◆ **ARTICLE**:
☆ ☆ ☆ ☆ ☆ ☆ ☆
HTTP

Introduction

HTTP (Hyper Text Transfer Protocol) is a basic protocol used for the communication between a web-server and its client applications. It stands on the application-level protocol of the OSI model and works over TCP/IP. The protocol was initially presented by Tim Berners-Lee in 1991.

Protocol Highlights

  • Simple. The HTTP protocol is designed to be simple and human-readable. Therefore, the raw content of the Requests and Responses can be understood without any additional formatting.

  • Flexible. The communication process between a server and a client might be extended by adding custom headers, cookies, and payload.

  • Stateless. There is no state pre-served between different requests. Each request contains all the required information to be handled by the web server. That request might be considered as single transaction.

Terminology

  • Client - a tool or program that sends HTTP requests to the server. There are various clients, for instance, web-browser, search engine robots, Postman, CURL utility, mobile apps, etc.

  • Web-Server - web application, processing HTTP requests and returning expected responses to the clients. A server might be shared across multiple machines (instances) but serving the same IP address.

  • Proxy - an intermediate service or server that intercepts requests/responses in communication between a client and the targeting server. It’s forwarding messages and might modify or transform their content.

  • Resource - the target of an HTTP request. It can be anything, for example, documents, images, stylesheets, etc.

  • HTTP Message - the data exchanged between a server and a client. It’s represented as textual information encoded in ASCII and span over multiple lines.
☆ ☆ ☆ ☆ ☆ ☆ ☆
Part of a data file:
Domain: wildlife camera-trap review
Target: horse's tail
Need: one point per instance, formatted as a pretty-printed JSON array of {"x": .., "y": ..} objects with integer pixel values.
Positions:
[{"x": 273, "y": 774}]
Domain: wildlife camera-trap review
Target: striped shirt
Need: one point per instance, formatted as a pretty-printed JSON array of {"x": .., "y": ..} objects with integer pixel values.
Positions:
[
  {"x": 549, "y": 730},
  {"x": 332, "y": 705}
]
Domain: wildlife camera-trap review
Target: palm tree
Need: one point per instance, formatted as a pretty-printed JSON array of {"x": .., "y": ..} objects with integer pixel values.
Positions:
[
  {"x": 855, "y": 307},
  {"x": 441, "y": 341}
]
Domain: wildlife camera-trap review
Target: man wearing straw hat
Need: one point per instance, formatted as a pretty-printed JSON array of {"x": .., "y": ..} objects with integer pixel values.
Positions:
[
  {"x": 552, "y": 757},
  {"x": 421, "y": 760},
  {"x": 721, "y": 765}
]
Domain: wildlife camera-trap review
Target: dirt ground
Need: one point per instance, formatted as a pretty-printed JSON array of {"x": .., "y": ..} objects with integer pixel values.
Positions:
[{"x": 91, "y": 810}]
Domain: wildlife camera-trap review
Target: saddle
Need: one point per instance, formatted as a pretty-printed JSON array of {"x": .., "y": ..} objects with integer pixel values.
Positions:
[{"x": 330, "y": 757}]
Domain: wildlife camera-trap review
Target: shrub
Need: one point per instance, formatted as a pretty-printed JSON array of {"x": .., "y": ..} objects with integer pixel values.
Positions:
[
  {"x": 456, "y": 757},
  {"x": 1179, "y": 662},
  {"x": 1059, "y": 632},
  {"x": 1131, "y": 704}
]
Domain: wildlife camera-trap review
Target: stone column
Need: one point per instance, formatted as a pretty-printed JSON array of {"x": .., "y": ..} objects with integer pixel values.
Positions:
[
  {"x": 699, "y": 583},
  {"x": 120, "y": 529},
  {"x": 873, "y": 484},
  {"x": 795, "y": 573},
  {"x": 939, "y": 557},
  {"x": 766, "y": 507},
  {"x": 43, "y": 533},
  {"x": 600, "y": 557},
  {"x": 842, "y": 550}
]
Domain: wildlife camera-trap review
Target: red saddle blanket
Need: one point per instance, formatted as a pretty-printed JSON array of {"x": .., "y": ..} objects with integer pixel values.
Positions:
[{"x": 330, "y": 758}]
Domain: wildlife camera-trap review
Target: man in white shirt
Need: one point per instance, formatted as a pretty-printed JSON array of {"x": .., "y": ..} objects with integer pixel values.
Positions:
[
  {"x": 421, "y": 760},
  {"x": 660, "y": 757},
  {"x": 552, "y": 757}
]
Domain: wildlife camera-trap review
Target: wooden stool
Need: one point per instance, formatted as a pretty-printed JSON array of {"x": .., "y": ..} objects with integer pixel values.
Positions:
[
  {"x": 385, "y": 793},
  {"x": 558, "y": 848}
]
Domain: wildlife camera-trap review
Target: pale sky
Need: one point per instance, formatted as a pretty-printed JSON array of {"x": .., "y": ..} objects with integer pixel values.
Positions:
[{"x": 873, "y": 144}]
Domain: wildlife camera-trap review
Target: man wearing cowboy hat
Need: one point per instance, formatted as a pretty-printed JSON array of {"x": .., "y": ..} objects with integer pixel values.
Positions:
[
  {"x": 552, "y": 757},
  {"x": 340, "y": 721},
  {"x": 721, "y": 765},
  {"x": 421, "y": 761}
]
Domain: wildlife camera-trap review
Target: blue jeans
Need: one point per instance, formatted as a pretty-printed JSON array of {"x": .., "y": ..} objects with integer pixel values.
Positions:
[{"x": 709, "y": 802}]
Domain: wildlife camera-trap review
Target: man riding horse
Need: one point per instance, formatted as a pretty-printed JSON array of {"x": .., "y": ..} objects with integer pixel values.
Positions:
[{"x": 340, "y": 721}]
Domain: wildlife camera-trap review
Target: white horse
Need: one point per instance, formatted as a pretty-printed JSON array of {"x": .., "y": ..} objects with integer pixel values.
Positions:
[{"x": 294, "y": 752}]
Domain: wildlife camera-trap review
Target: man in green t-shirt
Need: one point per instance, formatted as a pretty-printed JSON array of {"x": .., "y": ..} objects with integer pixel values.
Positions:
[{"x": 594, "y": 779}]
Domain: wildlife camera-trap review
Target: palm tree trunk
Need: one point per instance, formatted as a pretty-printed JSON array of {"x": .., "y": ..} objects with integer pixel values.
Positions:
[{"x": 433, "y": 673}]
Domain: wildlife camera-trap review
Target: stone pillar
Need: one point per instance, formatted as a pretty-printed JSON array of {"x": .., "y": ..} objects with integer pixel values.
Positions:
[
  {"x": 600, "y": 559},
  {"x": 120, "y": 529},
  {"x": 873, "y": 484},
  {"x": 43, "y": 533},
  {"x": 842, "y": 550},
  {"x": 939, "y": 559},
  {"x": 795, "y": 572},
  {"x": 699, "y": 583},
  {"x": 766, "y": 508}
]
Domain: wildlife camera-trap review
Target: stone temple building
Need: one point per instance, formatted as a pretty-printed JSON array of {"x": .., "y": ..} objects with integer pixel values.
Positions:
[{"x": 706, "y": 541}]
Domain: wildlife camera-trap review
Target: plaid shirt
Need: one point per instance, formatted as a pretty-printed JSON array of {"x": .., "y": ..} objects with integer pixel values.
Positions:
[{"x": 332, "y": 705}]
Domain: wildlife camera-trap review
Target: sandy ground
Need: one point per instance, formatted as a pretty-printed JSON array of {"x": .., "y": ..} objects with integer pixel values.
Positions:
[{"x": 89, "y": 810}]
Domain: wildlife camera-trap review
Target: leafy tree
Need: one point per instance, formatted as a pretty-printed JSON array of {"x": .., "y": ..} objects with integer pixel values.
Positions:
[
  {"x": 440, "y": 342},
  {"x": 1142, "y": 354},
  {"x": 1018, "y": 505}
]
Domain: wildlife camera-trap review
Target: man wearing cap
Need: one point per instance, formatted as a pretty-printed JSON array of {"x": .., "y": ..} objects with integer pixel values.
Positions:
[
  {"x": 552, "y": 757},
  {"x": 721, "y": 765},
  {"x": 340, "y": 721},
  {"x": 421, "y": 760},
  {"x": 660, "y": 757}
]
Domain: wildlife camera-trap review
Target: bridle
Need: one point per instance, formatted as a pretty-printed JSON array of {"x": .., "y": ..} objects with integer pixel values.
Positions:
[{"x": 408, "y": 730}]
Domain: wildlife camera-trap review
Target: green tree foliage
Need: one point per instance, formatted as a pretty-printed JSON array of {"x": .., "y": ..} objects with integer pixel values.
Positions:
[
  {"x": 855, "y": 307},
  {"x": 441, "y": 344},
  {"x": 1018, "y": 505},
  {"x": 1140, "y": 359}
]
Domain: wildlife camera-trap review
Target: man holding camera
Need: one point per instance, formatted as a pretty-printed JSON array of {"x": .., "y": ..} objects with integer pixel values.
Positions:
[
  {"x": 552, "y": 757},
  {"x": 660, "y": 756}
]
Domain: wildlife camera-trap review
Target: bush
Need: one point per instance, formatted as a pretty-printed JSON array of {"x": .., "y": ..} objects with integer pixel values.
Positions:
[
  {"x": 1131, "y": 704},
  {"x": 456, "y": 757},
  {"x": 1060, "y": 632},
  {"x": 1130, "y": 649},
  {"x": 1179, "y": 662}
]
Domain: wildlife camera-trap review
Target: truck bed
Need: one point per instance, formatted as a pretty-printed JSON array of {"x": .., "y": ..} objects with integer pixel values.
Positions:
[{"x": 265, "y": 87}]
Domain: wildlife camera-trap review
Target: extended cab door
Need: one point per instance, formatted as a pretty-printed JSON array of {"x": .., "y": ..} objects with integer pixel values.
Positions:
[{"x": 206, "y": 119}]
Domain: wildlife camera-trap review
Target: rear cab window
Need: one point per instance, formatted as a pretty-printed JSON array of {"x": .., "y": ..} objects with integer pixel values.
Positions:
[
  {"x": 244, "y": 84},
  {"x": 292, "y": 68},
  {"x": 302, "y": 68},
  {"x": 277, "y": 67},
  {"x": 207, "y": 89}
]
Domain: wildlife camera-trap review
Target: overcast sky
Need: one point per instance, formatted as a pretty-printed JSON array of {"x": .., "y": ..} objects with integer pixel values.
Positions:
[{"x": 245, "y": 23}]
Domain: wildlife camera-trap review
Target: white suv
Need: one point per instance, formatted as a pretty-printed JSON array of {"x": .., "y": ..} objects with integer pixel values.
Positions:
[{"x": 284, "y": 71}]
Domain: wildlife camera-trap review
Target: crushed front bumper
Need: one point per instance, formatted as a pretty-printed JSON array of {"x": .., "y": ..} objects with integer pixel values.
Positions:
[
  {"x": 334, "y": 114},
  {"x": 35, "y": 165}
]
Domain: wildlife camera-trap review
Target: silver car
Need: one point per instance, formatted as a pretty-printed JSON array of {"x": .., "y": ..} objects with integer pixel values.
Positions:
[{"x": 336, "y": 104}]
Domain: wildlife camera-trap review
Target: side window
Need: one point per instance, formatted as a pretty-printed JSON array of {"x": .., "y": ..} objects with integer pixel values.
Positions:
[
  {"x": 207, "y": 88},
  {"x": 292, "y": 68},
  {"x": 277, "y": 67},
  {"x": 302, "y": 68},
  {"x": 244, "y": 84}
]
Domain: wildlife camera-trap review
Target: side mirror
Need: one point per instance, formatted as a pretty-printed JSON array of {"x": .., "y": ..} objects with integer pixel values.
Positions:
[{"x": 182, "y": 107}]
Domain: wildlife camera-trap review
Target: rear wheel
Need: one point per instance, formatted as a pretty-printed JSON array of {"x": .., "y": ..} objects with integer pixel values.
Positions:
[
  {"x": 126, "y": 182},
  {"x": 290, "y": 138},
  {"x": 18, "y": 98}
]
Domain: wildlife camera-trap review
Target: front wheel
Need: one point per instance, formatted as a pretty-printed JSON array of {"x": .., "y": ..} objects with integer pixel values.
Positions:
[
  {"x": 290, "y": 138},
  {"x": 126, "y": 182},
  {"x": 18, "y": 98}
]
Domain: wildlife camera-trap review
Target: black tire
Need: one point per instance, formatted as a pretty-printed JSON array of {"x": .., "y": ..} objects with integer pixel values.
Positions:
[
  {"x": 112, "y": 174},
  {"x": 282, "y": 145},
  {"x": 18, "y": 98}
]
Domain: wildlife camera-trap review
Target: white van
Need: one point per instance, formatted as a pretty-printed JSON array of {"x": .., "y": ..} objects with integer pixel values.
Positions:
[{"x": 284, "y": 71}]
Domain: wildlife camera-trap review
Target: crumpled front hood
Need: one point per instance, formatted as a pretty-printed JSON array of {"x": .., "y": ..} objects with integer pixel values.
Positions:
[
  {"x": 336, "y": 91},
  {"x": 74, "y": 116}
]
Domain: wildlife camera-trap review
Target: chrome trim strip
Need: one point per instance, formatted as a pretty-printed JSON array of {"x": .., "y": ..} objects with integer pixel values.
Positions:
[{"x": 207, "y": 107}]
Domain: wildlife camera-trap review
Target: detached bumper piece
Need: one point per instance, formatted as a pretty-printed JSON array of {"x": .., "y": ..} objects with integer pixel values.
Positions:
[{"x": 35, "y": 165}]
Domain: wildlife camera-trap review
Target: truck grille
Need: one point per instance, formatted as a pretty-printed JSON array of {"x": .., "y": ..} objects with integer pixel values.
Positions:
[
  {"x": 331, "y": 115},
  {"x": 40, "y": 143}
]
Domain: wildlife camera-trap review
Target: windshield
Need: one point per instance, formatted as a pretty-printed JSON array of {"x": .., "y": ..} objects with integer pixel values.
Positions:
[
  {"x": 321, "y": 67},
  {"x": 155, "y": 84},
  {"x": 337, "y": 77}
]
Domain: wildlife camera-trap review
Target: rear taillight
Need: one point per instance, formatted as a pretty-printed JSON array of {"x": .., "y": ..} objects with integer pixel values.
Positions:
☆ ☆ ☆ ☆ ☆ ☆ ☆
◆ **THINGS TO DO**:
1 – Render this sentence from the HTTP article in Spanish: "The protocol was initially presented by Tim Berners-Lee in 1991."
2 – Select each line of the listing that contains the word "white".

◆ **RESULTS**:
1 – El protocolo fue presentado inicialmente por Tim Berners-Lee en 1991.

2 –
Target: man in white shirt
Target: white horse
Target: white suv
Target: white van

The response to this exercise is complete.